Entries provided:
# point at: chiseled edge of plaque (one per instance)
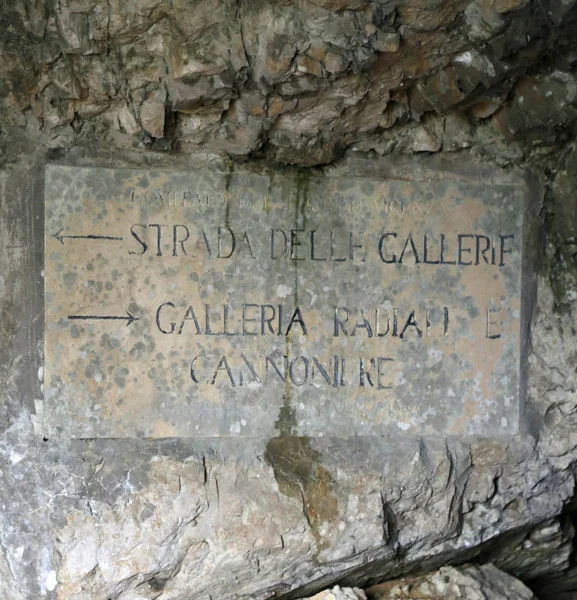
(371, 170)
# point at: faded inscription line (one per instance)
(61, 238)
(129, 318)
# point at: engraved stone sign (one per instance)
(206, 304)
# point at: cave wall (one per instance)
(292, 85)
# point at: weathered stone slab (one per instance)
(208, 304)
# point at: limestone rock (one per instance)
(450, 583)
(306, 84)
(339, 593)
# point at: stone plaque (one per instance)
(207, 304)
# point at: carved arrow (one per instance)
(129, 319)
(61, 237)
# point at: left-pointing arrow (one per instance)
(129, 319)
(61, 237)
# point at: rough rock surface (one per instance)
(301, 83)
(473, 583)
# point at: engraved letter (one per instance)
(138, 239)
(232, 242)
(176, 241)
(272, 243)
(172, 324)
(381, 242)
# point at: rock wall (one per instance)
(289, 83)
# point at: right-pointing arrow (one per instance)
(129, 319)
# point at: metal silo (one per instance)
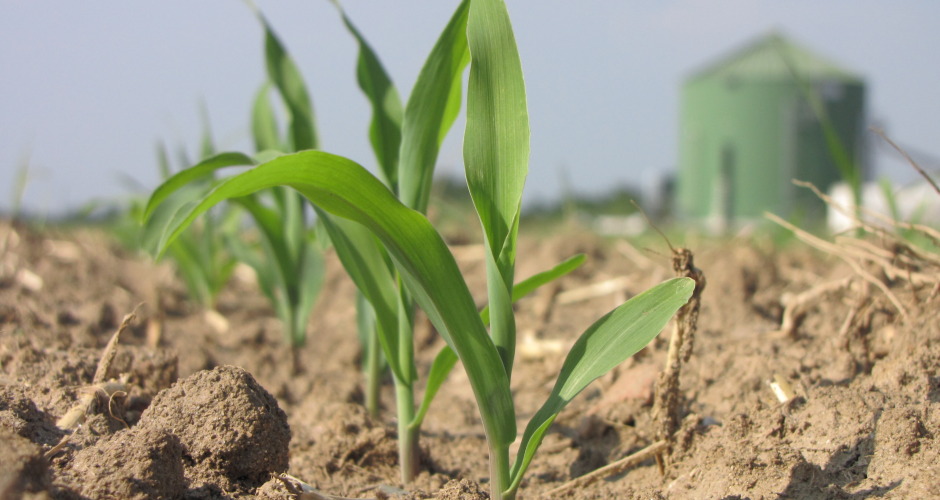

Problem statement: The answer must be an exact copy of the lines from the one that holds "# point at: right-pointing" through the end of the data, both included, with no pictures.

Answer for this exercise:
# point at: right-pointing arrow (one per instance)
(129, 319)
# point at: metal silo (one per instance)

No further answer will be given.